Look through the listing below and report every line that contains "bowl".

_Dataset content_.
####################
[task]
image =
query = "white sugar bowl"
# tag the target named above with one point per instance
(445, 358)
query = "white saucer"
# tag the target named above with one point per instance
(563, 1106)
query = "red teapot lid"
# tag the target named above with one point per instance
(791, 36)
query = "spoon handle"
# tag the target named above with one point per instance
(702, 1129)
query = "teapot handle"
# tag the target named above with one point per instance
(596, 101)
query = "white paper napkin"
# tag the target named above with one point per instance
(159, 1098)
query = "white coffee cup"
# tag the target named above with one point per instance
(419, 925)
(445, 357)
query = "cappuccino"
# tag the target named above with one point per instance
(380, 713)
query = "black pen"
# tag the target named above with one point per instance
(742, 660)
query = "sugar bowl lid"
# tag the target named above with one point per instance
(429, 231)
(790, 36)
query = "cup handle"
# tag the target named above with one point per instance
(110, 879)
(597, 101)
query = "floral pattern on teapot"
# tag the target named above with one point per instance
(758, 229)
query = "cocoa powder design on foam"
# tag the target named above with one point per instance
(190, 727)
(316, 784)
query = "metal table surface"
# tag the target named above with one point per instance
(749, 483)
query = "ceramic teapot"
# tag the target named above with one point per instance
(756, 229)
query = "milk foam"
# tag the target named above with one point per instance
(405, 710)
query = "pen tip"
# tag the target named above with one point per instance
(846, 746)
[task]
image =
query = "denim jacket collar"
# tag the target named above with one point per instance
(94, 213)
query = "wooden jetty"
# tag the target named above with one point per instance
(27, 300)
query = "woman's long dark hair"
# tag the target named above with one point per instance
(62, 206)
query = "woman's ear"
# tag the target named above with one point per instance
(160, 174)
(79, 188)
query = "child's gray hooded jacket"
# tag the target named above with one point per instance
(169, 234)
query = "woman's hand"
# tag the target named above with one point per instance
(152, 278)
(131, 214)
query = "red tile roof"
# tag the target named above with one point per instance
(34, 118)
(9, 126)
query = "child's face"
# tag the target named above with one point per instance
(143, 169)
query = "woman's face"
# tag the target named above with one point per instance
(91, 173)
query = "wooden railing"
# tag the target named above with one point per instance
####################
_Solution to the exercise_.
query = "white sugar bowl"
query = "sugar bowl lid"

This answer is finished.